**DATA SECTION**
════════

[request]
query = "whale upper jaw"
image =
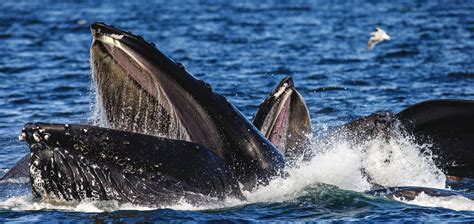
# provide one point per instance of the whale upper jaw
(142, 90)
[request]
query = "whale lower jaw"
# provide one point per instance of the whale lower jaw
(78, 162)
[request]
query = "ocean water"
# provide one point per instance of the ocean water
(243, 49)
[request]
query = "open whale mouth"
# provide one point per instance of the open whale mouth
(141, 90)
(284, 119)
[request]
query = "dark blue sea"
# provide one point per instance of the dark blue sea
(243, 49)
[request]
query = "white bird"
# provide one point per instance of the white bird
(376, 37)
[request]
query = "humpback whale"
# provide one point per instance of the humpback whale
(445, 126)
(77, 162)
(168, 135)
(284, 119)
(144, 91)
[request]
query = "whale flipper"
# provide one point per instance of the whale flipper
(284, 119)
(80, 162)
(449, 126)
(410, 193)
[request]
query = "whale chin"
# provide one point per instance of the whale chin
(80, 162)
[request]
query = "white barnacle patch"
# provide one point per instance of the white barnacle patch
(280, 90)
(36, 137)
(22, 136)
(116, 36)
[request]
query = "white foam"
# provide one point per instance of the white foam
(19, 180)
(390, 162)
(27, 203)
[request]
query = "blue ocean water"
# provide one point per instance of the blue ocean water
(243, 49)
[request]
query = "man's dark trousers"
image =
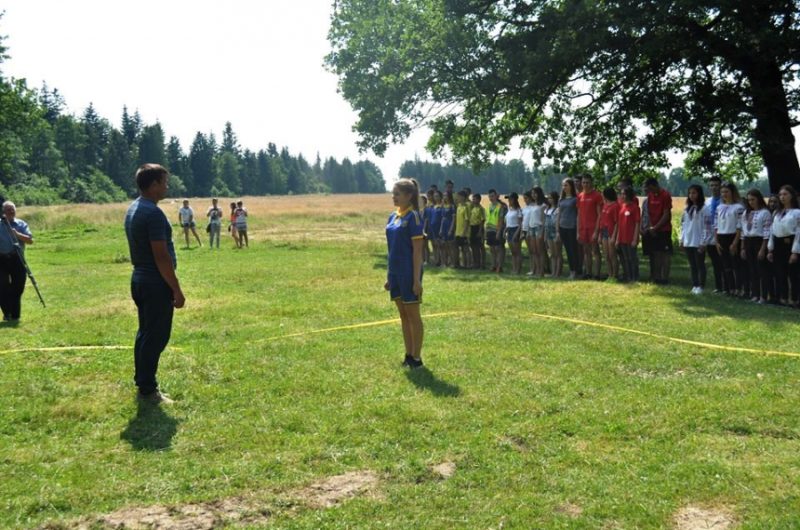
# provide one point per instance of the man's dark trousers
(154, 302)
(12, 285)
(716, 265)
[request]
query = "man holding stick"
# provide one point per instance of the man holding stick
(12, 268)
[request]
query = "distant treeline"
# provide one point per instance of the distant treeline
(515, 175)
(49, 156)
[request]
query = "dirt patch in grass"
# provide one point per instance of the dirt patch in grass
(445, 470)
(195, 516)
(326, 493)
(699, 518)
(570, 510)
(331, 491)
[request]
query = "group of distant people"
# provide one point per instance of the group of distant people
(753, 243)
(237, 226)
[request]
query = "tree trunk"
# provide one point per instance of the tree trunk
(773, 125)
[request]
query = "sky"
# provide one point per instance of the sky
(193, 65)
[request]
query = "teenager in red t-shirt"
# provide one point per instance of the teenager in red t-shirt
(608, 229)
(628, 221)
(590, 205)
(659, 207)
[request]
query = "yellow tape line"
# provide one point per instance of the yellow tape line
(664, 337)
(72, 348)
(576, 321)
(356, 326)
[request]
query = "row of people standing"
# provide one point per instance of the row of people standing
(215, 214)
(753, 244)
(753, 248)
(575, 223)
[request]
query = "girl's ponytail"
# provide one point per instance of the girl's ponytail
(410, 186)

════════

**GIVEN PROBLEM**
Except for the pictures, print the data above exactly.

**EXERCISE RESULT**
[request]
query = "whale upper jaw"
image =
# provide one point per instance of the whale upper jaw
(142, 90)
[request]
query = "whale lower jaw"
# provide one point per instance of the whale lower jaw
(78, 162)
[request]
query = "ocean water"
# provide one point per instance of the ocean water
(243, 49)
[request]
query = "open whale mouth"
# provide one point per instance of the open whale mouth
(141, 90)
(284, 119)
[request]
query = "dark blue sea"
# provide one point per instance of the dark blue sea
(243, 49)
[request]
query = "white bird"
# provide one point per instance of the white bird
(376, 37)
[request]
query = "humpback whale"
# provide one point per instance of the humpback whale
(445, 126)
(77, 162)
(168, 135)
(284, 119)
(144, 91)
[request]
query = "whale flipper"
# provide one point per instance of the whale flipper
(284, 119)
(80, 162)
(449, 126)
(410, 193)
[request]
query = "whale chin"
# provide one point per instance of the whale chin
(80, 162)
[request]
query = "white barnacle patch"
# provide one point per instance of the white barnacle patch
(280, 90)
(36, 137)
(22, 136)
(116, 36)
[request]
query = "white foam"
# provide one point per instance of the white foam
(19, 180)
(390, 162)
(27, 203)
[request]
query = "blue ocean water"
# provide one point per instance of the blue ocean water
(243, 49)
[request]
query = "man's dark trousers"
image =
# provide one point per instance of the man's dark trousers
(154, 302)
(12, 285)
(716, 265)
[request]
query = "man holding stick"
# provide one point per instance of the man holding stick
(12, 268)
[request]
query = "distant treeline"
# provide one point per instance of the distant treeline
(515, 175)
(49, 156)
[request]
query = "dirt patch in grass"
# provide one point per instance of the dirt patch in grass
(445, 470)
(195, 516)
(326, 493)
(699, 518)
(570, 510)
(331, 491)
[request]
query = "group of distant people"
# provide one point per instance of the group of distant people
(753, 243)
(237, 226)
[request]
query = "tree trunk"
# provide one point per instance of the tree trunk
(773, 125)
[request]
query = "sky"
# provide one point per instance of the sky
(193, 65)
[request]
query = "teenager in red t-shirt"
# provide one point per instance of the teenager in red t-shirt
(608, 229)
(628, 221)
(590, 205)
(659, 207)
[request]
query = "yellow tape line"
# provide one point per instance of the yellow tape line
(664, 337)
(72, 348)
(576, 321)
(356, 326)
[request]
query = "row of people standing"
# provide one point per instance of the row of people standing
(215, 214)
(753, 244)
(753, 248)
(575, 223)
[request]
query = "girl's ponytail"
# provide one point per instance of the girl's ponytail
(410, 186)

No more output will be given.